● **TEXT SECTION**:
+ + +

Tectonic Change

Illustrations by Nikki Anderson-Joy

What a difference a decade makes.

Suddenly, San Francisco is relevant again.

The very notion might seem counterintuitive to loyalists of the city, living in a self-congratulatory fog of cable cars, Irish coffee and Victorian “Painted Ladies.’’ 

Nevertheless, to those not determined to live in the past, San Francisco has oftentimes seemed stodgy and complacent in comparison to hipper American capitals like New York and Los Angeles, let alone London or Paris. 

But these days, there’s a new energy and a fresh buzz, not just in San Francisco but in the entire region.

It’s a tectonic change, akin to the earthquakes for which the area is historically famous.
It was just over a decade ago that Facebook, then a mere gleam in the eye of a Harvard undergraduate (make that several undergraduates, if David Fincher’s account in The Social Network is to be believed), first surfaced and changed global communications as we know it.

Ironically, much of the current excitement and job growth led by San Francisco have to do with the surge of tech entrepreneurs — the very class disparaged in progressive circles for contributing to gentrification, higher rents, evictions and myriad other sins.

+ + +

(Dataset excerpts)
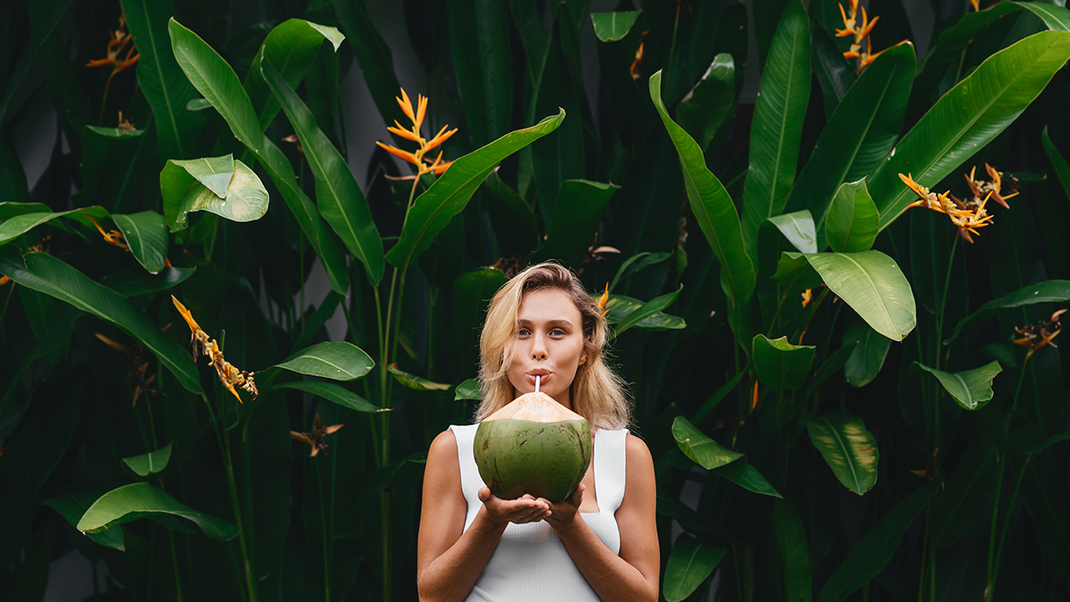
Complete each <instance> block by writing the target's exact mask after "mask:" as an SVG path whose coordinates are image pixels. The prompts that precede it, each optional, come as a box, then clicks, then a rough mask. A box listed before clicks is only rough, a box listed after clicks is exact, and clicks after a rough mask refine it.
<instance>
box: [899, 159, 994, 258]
mask: <svg viewBox="0 0 1070 602" xmlns="http://www.w3.org/2000/svg"><path fill="white" fill-rule="evenodd" d="M899 179H900V180H902V181H903V184H906V186H907V187H909V188H911V190H913V191H914V194H915V195H917V196H918V197H920V198H919V199H918V200H917V201H914V202H913V203H911V204H909V205H907V206H906V209H913V207H926V209H928V210H931V211H934V212H936V213H943V214H944V215H946V216H948V217H949V218H950V219H951V223H953V225H954V227H956V228H958V229H959V235H960V236H962V238H963V240H964V241H966V242H967V243H973V242H974V238H973V236H970V234H977V230H978V229H980V228H984V227H985V226H988V225H990V223H991V222H992V216H991V215H989V213H988V212H987V211H985V210H984V205H985V203H988V202H989V198H991V196H992V191H991V190H990V191H989V192H988V195H985V197H984V198H983V199H979V198H976V197H975V198H974V199H970V200H969V201H968V202H963V201H961V200H959V199H957V198H954V196H952V195H951V191H950V190H948V191H947V192H944V194H942V195H937V194H935V192H932V191H930V190H929V188H926V187H924V186H922V185H920V184H918V183H917V182H915V181H914V177H913V175H911V174H906V175H903V174H902V173H900V174H899Z"/></svg>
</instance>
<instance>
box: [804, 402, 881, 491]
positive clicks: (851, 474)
mask: <svg viewBox="0 0 1070 602" xmlns="http://www.w3.org/2000/svg"><path fill="white" fill-rule="evenodd" d="M802 423H804V425H806V428H807V432H809V433H810V442H811V443H813V446H814V447H816V448H817V451H821V456H822V457H823V458H824V459H825V462H826V463H827V464H828V466H829V468H831V469H832V473H834V474H836V478H837V479H839V480H840V482H841V483H843V487H845V488H847V489H849V490H850V491H852V492H854V493H857V494H858V495H863V494H865V493H866V492H868V491H869V490H871V489H873V485H875V484H876V464H877V459H878V458H880V452H878V451H877V448H876V439H875V438H873V434H872V433H870V432H869V431H867V430H866V425H863V423H862V419H861V418H858V417H857V416H854V415H852V414H849V413H846V412H843V411H842V410H834V411H831V412H829V413H828V414H825V415H824V416H821V417H820V418H809V419H804V420H802Z"/></svg>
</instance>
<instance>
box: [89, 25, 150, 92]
mask: <svg viewBox="0 0 1070 602" xmlns="http://www.w3.org/2000/svg"><path fill="white" fill-rule="evenodd" d="M108 34H109V35H110V36H111V40H109V41H108V56H107V57H106V58H104V59H94V60H92V61H89V62H88V63H86V66H87V67H104V66H108V65H111V75H109V76H108V82H107V83H106V84H105V86H104V89H105V90H107V88H108V86H111V78H112V77H114V76H116V74H117V73H119V72H121V71H123V70H126V68H129V67H132V66H134V65H136V64H137V62H138V61H139V60H140V59H141V55H139V53H137V46H135V45H134V36H133V35H131V33H129V32H128V31H126V15H125V14H124V13H120V14H119V29H117V30H114V31H109V32H108ZM127 46H128V47H129V48H128V49H127ZM123 50H126V56H125V57H123V58H122V59H120V58H119V55H121V53H122V52H123Z"/></svg>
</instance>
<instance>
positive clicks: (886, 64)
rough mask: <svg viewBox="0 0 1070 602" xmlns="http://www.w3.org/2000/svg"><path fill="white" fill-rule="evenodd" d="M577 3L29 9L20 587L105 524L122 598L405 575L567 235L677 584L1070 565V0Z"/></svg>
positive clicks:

+ + +

● **WHAT YOU WILL DO**:
(A) In the essay on San Francisco, what does the author liken the region's tectonic change to?
(B) Resume the essay on San Francisco, starting after its final sentence.
The listing comes from a separate source.

● **PER-TASK ANSWERS**:
(A) The earthquakes for which the area is historically famous.

(B)
In the field of fashion alone, Angela Ahrendts left her top spot at Burberry to rejuvenate Apple’s retail and sales effort and Academy of Art University honorary doctorate recipient, Joe Zee, left his position as creative director at Elle magazine to join the brave new world as editor-in-chief and executive creative officer of Yahoo Style.

And the Chinese e-commerce giant Alibaba has been dipping into Silicon Valley to spread its international wings. 

Vanity Fair magazine, which formerly relegated the Bay Area to the provinces, has been revising such admittedly snobbish views by sponsoring a series of New Establishment Summits at San Francisco’s Yerba Buena Center for the Arts.

The Vanity Fair get-together put together Facebook wunderkind Mark Zuckerberg with James Murdoch, heir to his father’s 21st Century Fox empire, celebrity photographer Annie Leibovitz, Apple design guru Sir Jonathan Ive, music mogul Jimmy Iovine, film executive Brian Grazer and Tesla CEO Elon Musk, among others.

The event also united new media stars with Hollywood executives who previously wouldn’t have been caught dead in town for anything but a fine dining experience or a Napa getaway. 

Similarly, a Dreamforce gathering held at the Yerba Buena Center this September under the aegis of  Salesforce Chief Executive Officer Marc Benioff featured luminaries including YouTube CEO Susan Wojcicki, actresses/activists Goldie Hawn and Jessica Alba, Microsoft CEO Satya Nadella and Larry Brilliant of the Skoll Global Threats Fund — as well as a performance by the Foo Fighters. (The star-studded gathering the previous year included everyone from Hillary Clinton to Neil Young and will.i.am.)

The event did not fail to draw critics grumbling about the downtown gridlock, with one local columnist noting that the annual Folsom Street Fair, replete with leather regalia, was a much better representation of the true San Francisco spirit.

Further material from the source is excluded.